REQUIRED WORK: Retype the records below exactly as they appear, but leave out any pictures.

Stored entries
++++++++++++++++++++

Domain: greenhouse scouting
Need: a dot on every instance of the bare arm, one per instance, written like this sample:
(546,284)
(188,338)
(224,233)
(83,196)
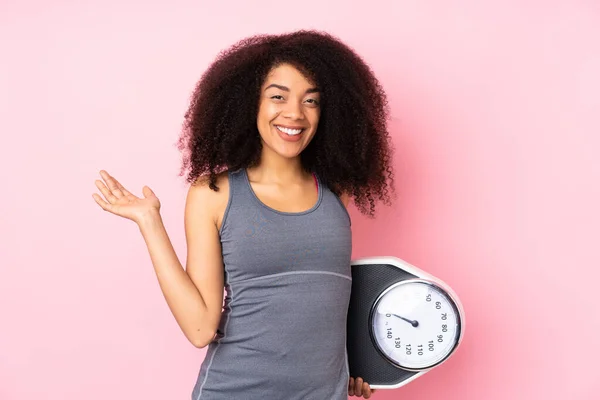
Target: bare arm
(195,296)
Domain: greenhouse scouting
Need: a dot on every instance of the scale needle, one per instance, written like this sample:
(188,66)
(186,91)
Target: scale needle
(414,323)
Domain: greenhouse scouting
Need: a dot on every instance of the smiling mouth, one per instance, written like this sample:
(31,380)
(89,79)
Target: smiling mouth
(289,131)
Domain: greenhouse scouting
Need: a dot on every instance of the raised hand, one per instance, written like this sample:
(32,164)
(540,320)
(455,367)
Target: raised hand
(356,387)
(119,201)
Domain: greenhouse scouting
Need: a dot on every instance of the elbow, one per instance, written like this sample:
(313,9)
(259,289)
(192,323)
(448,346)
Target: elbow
(202,340)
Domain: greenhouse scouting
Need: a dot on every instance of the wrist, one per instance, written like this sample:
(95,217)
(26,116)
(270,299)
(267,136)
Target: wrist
(149,219)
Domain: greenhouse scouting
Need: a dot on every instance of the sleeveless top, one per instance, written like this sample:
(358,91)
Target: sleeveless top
(282,333)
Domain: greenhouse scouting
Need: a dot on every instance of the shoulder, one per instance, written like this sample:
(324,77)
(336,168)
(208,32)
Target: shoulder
(203,202)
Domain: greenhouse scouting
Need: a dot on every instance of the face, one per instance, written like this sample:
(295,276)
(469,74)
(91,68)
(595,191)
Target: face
(288,112)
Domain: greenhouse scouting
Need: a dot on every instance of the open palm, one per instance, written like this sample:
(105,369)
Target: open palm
(119,201)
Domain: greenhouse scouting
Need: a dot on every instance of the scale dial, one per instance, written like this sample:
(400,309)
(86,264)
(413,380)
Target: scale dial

++++++++++++++++++++

RESPONSE TO THIS EXERCISE:
Domain: greenhouse scouting
Need: a dot on every instance of the bare arm, one per instance, written like this sample:
(546,284)
(188,338)
(224,233)
(83,196)
Target: bare arm
(195,296)
Domain: greenhouse scouting
Need: a dot on every instance of the scale needle, one per instance, written like this sample:
(188,66)
(186,91)
Target: scale needle
(414,323)
Domain: greenhouse scouting
Need: a dot on every instance of the smiling mouth, one per instance, written like this sample:
(31,380)
(89,79)
Target: smiling mouth
(289,131)
Domain: greenhouse scouting
Need: a dot on every instance of the raised hand, one per instance, written like this sample:
(32,164)
(540,320)
(455,367)
Target: raised hand
(356,387)
(119,201)
Domain: greenhouse scouting
Need: a dot on every instance of the elbow, one per instance, written like this sample:
(313,9)
(259,289)
(192,323)
(448,346)
Target: elbow
(202,340)
Domain: greenhouse scouting
Need: a dot on every instance of the wrist, one per instance, written like this sample:
(95,217)
(26,116)
(270,299)
(267,136)
Target: wrist
(149,219)
Domain: greenhouse scouting
Need: a dot on every instance of the sleeveless top, one per instance, written like this sample:
(358,91)
Target: sleeveless top
(282,333)
Domain: greenhouse scouting
Need: a dot on every instance of the shoulder, one per instance, written like this sample:
(324,77)
(336,168)
(208,32)
Target: shoulder
(203,202)
Domain: greenhouse scouting
Need: a dot on every instance of the face, one per instance, written like this sample:
(295,276)
(469,74)
(91,68)
(595,191)
Target: face
(288,112)
Domain: greenhouse scouting
Need: a dot on every instance of the open palm, one per instance, written like this sample:
(105,369)
Target: open palm
(119,201)
Domain: greenhouse scouting
Need: a dot on every instance of the scale dial, one per instance, written like this sample:
(400,309)
(86,264)
(413,380)
Target: scale dial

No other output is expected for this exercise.